▶ Document section
▼
Re: [PATCH 1/2] ipa-cp: Better representation of aggregate values we clone for

2022-10-17 Thread Martin Jambor
Hi,

thanks for the review.

On Fri, Oct 14 2022, Jan Hubicka wrote:
>>

[...]

>> 
>> gcc/testsuite/ChangeLog:
>> 
>> 2022-08-15  Martin Jambor  
>> 
>>  * gcc.dg/ipa/ipcp-agg-11.c: Adjust dumps.
>>  * gcc.dg/ipa/ipcp-agg-8.c: Likewise.
>> ---
>>  gcc/ipa-cp.cc  | 1010 
>>  gcc/ipa-prop.cc|  254 +++---
>>  gcc/ipa-prop.h |  139 +++-
>>  gcc/testsuite/gcc.dg/ipa/ipcp-agg-11.c |4 +-
>>  gcc/testsuite/gcc.dg/ipa/ipcp-agg-8.c  |4 +-
>>  5 files changed, 736 insertions(+), 675 deletions(-)
>> 
>> diff --git a/gcc/ipa-cp.cc b/gcc/ipa-cp.cc
>> index 543a9334e2c..024f8c06b5d 100644
>> --- a/gcc/ipa-cp.cc
>> +++ b/gcc/ipa-cp.cc
>> @@ -127,6 +127,7 @@ along with GCC; see the file COPYING3.  If not see
>>  #include "attribs.h"
▲
▶ Exercise set
[A] According to the diff summary in the ipa-cp patch reply, how many files were changed, and how many insertions and deletions were made?
[B] Reproduce everything in the ipa-cp patch reply from "thanks for the" down to "gcc.dg/ipa/ipcp-agg-11.c: Adjust dumps.".
[C] Proceed with the ipa-cp patch reply, picking up immediately after its final line.
The entries have no connection to the ipa-cp patch reply.

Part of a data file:
▼
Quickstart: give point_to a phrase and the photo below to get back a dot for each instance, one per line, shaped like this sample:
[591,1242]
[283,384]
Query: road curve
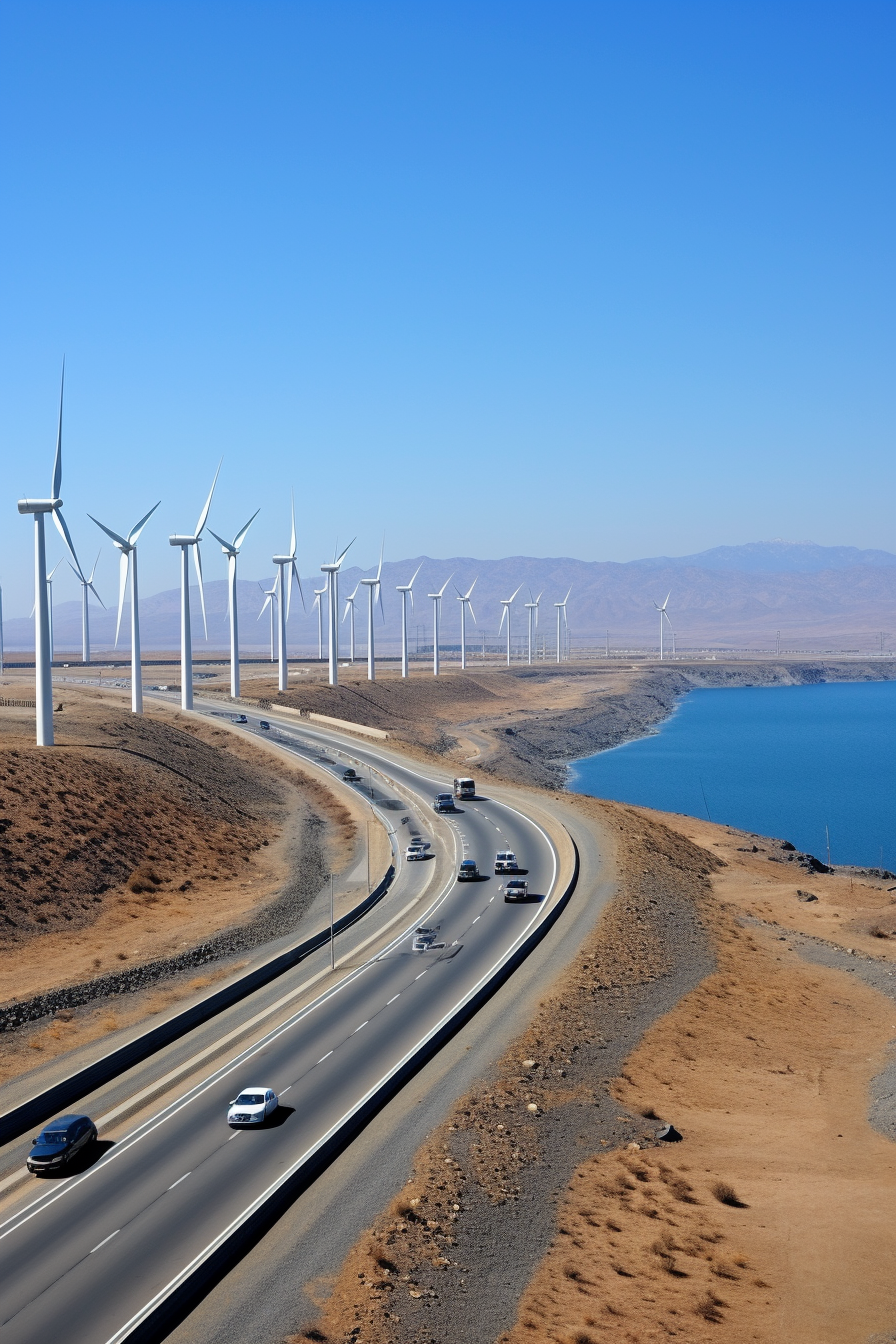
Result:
[93,1251]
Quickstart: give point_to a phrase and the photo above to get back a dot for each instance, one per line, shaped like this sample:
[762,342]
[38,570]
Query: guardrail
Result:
[172,1303]
[62,1094]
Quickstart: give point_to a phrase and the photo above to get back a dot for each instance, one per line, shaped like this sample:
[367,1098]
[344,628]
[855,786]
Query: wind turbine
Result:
[562,608]
[285,581]
[128,565]
[86,586]
[505,604]
[231,551]
[374,590]
[42,651]
[437,613]
[332,612]
[186,543]
[319,604]
[405,589]
[532,608]
[349,612]
[270,600]
[464,598]
[664,614]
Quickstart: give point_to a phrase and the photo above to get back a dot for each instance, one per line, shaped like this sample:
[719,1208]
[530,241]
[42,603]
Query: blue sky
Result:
[602,280]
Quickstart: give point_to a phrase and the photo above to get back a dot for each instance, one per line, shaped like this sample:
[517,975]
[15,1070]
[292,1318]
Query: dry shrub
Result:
[726,1194]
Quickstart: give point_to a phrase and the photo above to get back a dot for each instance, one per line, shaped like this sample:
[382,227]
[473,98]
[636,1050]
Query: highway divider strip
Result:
[172,1303]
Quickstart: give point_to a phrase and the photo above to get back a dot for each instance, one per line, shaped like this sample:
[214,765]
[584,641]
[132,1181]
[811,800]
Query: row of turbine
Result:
[278,597]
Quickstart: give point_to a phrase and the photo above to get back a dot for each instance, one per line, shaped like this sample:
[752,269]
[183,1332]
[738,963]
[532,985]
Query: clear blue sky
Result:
[594,278]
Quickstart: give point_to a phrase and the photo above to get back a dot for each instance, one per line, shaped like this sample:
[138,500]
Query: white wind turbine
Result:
[319,604]
[86,588]
[464,598]
[128,566]
[286,562]
[505,604]
[406,589]
[42,651]
[332,610]
[562,608]
[349,613]
[186,544]
[532,609]
[437,616]
[270,600]
[664,616]
[374,592]
[231,551]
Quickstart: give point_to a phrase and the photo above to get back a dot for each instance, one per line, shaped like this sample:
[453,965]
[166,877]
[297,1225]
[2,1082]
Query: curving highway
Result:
[92,1255]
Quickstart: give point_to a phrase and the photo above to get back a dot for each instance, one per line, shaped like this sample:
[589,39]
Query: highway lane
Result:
[92,1250]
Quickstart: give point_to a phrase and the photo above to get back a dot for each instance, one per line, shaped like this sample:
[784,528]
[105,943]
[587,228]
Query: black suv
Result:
[58,1143]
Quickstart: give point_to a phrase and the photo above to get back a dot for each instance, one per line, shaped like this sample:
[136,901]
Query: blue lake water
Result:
[781,761]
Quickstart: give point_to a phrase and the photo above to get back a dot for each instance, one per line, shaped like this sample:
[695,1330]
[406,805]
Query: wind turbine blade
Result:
[57,464]
[298,579]
[198,562]
[66,535]
[345,553]
[124,566]
[241,536]
[118,540]
[204,512]
[135,532]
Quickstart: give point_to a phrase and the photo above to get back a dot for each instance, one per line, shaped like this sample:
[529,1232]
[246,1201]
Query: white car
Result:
[253,1106]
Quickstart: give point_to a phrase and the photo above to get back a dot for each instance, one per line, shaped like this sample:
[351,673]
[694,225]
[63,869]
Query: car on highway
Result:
[253,1106]
[58,1143]
[505,862]
[423,940]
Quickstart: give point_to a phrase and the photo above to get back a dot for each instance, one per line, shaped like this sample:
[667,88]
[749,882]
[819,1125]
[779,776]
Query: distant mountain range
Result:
[731,596]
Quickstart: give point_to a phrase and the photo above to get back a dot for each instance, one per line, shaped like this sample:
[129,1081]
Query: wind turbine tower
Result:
[562,609]
[464,598]
[349,613]
[86,588]
[186,544]
[437,621]
[285,583]
[128,566]
[505,604]
[42,652]
[374,592]
[332,612]
[231,551]
[664,616]
[532,609]
[406,589]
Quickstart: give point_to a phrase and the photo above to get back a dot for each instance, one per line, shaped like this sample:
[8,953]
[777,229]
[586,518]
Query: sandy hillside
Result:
[137,837]
[770,1221]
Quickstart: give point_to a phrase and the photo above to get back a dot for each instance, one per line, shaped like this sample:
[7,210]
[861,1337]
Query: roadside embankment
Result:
[139,852]
[531,1214]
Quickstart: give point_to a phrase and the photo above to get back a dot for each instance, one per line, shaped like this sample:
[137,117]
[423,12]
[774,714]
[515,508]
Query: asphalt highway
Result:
[90,1251]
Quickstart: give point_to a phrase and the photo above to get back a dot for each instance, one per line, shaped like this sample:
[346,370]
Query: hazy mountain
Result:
[817,597]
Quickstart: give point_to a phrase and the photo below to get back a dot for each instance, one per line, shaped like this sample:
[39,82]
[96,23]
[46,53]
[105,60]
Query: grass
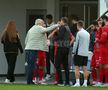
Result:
[42,87]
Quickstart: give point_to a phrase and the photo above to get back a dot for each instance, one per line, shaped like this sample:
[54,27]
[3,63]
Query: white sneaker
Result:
[35,81]
[84,85]
[7,81]
[48,77]
[94,82]
[76,85]
[60,85]
[98,85]
[41,82]
[105,85]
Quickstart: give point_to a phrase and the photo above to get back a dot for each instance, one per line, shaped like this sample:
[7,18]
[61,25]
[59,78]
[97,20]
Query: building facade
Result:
[24,12]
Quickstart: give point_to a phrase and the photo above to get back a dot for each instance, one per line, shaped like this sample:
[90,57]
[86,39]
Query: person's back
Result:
[83,42]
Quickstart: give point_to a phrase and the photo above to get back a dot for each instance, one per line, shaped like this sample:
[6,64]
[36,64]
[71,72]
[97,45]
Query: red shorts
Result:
[96,59]
[41,58]
[104,57]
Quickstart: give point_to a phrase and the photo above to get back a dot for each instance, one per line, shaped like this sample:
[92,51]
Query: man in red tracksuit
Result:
[104,51]
[96,54]
[41,63]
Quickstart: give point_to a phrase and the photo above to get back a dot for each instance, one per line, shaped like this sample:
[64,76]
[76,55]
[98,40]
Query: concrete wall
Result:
[16,10]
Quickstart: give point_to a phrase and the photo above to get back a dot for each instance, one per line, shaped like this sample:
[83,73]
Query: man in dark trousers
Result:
[50,54]
[63,40]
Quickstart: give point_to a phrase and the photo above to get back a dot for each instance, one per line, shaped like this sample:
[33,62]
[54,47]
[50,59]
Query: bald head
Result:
[39,22]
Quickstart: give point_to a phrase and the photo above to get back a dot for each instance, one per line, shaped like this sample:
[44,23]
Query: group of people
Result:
[48,42]
[53,42]
[99,45]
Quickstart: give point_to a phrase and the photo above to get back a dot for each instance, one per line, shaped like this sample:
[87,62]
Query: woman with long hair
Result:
[11,44]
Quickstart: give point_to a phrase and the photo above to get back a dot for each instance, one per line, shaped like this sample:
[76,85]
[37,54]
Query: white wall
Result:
[102,7]
[16,10]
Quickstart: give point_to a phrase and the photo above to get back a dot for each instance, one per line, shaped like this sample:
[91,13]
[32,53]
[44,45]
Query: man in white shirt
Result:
[36,40]
[81,49]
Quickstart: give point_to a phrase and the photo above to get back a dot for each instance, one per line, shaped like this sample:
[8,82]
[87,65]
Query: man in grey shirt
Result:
[81,49]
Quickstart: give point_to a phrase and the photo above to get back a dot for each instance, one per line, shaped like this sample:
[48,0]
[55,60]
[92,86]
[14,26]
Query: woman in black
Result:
[11,43]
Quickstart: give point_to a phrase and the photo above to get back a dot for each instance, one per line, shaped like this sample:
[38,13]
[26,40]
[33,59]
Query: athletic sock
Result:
[106,75]
[101,74]
[40,74]
[93,73]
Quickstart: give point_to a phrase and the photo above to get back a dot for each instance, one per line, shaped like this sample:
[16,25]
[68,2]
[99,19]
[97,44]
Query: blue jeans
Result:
[31,58]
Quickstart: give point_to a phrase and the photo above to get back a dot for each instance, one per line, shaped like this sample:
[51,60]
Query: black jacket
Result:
[12,46]
[63,37]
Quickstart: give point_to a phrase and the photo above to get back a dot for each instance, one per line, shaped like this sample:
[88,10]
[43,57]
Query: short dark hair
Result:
[105,17]
[74,17]
[95,23]
[49,16]
[80,23]
[64,19]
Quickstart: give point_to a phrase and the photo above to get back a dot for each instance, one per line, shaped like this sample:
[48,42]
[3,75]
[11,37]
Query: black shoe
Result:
[30,83]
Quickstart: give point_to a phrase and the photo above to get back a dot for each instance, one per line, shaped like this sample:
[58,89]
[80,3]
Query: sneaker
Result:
[105,85]
[55,83]
[84,85]
[98,85]
[76,85]
[7,81]
[34,80]
[41,82]
[60,84]
[48,77]
[94,82]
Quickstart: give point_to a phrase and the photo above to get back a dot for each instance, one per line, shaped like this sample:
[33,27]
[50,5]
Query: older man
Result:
[36,40]
[81,47]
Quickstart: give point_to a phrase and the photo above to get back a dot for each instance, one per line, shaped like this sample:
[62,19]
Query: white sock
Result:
[77,81]
[85,81]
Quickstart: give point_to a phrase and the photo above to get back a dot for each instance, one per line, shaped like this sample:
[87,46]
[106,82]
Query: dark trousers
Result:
[11,61]
[49,57]
[31,57]
[62,59]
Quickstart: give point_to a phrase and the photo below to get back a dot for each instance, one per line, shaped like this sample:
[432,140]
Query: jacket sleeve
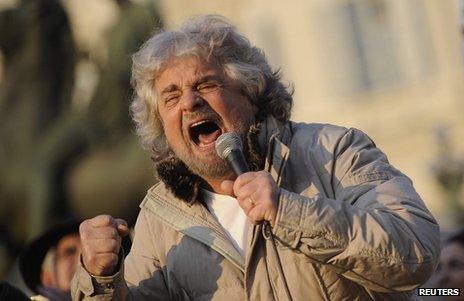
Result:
[139,277]
[375,230]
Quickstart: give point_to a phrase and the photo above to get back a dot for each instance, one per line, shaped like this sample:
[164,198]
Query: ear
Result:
[47,278]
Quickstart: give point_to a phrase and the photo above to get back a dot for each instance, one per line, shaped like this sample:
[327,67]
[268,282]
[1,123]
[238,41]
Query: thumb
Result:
[227,187]
[122,227]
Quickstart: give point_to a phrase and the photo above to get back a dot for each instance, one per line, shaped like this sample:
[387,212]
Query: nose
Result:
[191,100]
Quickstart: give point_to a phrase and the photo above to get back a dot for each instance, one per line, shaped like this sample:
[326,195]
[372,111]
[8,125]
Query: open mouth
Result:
[205,132]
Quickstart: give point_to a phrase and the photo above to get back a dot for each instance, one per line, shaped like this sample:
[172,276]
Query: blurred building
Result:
[392,68]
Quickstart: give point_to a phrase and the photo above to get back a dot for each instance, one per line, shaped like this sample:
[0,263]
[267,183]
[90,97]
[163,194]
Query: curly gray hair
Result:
[211,37]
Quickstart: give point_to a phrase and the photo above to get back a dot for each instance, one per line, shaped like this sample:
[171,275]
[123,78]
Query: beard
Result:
[210,165]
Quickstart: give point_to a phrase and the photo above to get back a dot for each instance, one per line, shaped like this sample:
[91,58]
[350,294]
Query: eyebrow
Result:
[173,87]
[170,88]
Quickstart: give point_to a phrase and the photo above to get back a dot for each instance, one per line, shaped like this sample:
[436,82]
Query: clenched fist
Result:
[256,193]
[101,241]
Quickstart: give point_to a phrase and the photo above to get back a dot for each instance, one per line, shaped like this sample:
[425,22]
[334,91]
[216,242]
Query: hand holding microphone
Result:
[256,192]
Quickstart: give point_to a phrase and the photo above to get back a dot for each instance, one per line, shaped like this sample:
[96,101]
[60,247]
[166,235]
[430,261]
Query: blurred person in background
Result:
[48,263]
[450,273]
[322,215]
[11,293]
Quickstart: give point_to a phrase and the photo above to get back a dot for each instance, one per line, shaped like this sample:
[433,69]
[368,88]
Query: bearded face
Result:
[197,103]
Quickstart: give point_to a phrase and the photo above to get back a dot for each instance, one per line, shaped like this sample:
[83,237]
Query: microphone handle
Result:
[237,162]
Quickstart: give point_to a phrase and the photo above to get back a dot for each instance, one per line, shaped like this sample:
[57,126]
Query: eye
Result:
[208,87]
[171,99]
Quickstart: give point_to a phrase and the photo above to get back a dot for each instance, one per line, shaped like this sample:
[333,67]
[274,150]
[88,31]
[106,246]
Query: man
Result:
[321,216]
[48,263]
[450,273]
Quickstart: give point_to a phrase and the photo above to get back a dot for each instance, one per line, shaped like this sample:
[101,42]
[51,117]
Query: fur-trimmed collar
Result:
[185,185]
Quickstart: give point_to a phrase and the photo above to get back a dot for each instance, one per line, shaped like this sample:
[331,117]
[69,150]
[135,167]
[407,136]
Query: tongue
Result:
[207,138]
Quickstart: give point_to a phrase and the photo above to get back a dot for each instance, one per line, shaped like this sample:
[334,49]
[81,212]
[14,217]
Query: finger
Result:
[256,215]
[122,227]
[227,187]
[101,233]
[99,246]
[102,221]
[246,204]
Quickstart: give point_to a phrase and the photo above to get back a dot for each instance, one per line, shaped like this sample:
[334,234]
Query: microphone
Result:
[229,147]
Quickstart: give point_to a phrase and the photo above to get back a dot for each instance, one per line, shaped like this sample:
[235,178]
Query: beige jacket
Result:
[349,227]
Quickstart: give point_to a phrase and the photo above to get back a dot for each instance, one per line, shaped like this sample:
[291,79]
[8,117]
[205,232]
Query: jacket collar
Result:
[175,199]
[185,185]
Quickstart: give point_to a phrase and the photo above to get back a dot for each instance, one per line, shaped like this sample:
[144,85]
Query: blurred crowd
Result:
[64,123]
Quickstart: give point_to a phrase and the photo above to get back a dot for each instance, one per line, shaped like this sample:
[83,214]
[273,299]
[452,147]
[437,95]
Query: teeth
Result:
[198,123]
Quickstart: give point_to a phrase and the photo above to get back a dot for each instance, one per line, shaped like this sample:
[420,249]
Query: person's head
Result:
[451,267]
[49,262]
[206,71]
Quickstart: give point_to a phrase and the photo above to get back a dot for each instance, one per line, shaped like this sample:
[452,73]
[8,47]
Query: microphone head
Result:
[228,142]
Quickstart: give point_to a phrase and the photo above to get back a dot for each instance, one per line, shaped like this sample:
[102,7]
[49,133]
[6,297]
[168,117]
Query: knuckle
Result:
[106,219]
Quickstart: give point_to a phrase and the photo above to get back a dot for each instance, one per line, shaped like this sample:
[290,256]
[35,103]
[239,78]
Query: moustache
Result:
[202,113]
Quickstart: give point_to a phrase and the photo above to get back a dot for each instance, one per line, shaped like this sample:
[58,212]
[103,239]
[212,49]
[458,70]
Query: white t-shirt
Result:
[230,215]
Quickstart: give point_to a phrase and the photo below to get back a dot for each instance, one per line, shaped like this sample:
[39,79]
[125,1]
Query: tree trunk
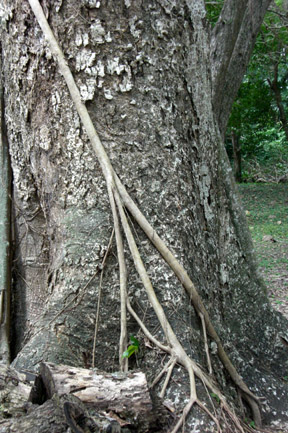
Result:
[143,70]
[236,156]
[231,50]
[274,86]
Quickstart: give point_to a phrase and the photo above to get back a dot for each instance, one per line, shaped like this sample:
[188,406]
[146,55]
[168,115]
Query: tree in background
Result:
[158,85]
[258,129]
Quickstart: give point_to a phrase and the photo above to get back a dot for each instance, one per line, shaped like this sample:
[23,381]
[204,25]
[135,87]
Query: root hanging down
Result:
[119,201]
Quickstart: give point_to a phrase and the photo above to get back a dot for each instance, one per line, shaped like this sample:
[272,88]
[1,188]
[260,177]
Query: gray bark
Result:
[5,236]
[144,73]
[232,42]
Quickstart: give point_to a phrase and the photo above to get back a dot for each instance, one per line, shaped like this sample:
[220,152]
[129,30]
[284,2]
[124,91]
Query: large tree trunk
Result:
▲
▶ Answers in order
[A] 5 files were changed, with 736 insertions and 675 deletions.

[B]
thanks for the review.

On Fri, Oct 14 2022, Jan Hubicka wrote:
>>

[...]

>> 
>> gcc/testsuite/ChangeLog:
>> 
>> 2022-08-15  Martin Jambor  
>> 
>>  * gcc.dg/ipa/ipcp-agg-11.c: Adjust dumps.

[C]
>>  #include "dbgcnt.h"
>>  #include "symtab-clones.h"
>> +#include 
>>  
>>  template  class ipcp_value;
>>  
>> @@ -455,6 +456,26 @@ ipcp_lattice::is_single_const ()
>>  return true;
>>  }
>>  
>> +/* Return true iff X and Y should be considered equal values by IPA-CP.  */
>> +
>> +static bool
>> +values_equal_for_ipcp_p (tree x, tree y)
>> +{
>> +  gcc_checking_assert (x != NULL_TREE && y != NULL_TREE);
>> +
>> +  if (x == y)
>> +return true;
>> +
>> +  if (TREE_CODE (x) == ADDR_EXPR
>> +  && TREE_CODE (y) == ADDR_EXPR
>> +  && TREE_CODE (TREE_OPERAND (x, 0)) == CONST_DECL
>> +  && TREE_CODE (TREE_OPERAND (y, 0)) == CONST_DECL)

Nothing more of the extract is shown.